[Items stored from a collection]
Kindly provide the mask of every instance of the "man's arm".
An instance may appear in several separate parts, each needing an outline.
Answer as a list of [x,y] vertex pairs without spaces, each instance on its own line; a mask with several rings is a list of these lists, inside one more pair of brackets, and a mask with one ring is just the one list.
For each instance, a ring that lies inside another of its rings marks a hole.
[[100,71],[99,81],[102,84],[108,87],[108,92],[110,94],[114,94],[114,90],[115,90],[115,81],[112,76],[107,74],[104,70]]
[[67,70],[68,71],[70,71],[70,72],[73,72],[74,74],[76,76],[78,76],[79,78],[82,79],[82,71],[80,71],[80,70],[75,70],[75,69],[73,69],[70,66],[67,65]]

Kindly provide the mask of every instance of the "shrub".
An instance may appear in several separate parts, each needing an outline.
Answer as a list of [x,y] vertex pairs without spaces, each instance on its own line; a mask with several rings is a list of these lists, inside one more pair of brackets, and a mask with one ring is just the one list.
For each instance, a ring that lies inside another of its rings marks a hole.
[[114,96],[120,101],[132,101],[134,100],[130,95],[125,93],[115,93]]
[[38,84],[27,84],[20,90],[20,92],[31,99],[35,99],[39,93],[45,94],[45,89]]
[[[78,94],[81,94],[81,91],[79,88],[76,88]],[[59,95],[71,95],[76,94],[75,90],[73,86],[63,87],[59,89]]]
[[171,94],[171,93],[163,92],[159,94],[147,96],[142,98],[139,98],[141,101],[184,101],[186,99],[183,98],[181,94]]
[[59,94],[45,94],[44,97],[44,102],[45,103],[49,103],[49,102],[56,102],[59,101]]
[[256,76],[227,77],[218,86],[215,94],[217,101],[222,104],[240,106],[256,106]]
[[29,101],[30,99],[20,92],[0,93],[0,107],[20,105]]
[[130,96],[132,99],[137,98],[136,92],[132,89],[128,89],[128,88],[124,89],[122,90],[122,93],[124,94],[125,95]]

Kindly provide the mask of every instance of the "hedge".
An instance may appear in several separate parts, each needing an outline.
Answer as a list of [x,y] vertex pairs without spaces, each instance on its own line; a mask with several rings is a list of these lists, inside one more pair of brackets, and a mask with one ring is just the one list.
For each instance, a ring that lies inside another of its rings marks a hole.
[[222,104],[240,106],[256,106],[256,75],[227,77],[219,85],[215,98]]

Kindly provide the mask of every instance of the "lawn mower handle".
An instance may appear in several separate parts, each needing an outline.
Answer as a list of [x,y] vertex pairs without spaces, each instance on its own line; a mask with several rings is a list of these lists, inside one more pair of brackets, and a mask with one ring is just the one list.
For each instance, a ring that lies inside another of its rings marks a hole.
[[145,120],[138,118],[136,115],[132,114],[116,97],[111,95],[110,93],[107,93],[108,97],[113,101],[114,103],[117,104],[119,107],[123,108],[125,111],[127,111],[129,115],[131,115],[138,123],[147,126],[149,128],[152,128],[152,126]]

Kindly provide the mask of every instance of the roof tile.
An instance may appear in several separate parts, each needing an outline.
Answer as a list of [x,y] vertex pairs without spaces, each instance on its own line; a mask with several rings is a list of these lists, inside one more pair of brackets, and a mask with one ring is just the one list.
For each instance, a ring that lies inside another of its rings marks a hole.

--

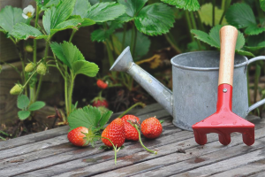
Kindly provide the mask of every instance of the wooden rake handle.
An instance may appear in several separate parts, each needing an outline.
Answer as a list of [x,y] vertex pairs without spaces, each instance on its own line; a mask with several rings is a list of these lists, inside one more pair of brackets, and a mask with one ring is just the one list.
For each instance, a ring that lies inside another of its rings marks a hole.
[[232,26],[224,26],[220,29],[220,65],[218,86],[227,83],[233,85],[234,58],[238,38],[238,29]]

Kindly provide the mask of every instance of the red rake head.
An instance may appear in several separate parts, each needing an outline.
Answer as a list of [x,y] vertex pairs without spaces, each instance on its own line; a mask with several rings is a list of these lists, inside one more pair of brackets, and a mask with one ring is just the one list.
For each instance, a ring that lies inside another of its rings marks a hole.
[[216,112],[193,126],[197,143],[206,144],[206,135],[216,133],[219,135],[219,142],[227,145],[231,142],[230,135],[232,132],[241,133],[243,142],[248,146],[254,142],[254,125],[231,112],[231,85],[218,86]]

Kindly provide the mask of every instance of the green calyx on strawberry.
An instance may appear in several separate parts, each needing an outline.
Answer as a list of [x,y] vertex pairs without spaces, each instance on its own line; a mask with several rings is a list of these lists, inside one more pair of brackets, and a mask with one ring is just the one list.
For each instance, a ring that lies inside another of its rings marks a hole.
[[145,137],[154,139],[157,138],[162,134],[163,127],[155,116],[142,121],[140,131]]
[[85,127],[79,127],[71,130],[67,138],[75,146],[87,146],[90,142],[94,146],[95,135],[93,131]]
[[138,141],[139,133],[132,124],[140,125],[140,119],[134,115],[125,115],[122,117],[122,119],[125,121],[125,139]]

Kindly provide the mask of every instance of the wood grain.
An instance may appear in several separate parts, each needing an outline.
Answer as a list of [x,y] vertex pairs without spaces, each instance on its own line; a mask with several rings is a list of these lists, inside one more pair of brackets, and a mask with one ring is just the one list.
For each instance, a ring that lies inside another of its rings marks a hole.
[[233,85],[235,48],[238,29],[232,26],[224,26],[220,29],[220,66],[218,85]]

**YOUR GOAL**
Pick out every line above that contains the word "handle", and copy each of those lines.

**EXERCISE SOLUTION**
Kindly provide the mask of every instance of the "lawn mower handle".
Kindly provide the mask of every instance of the wooden rake handle.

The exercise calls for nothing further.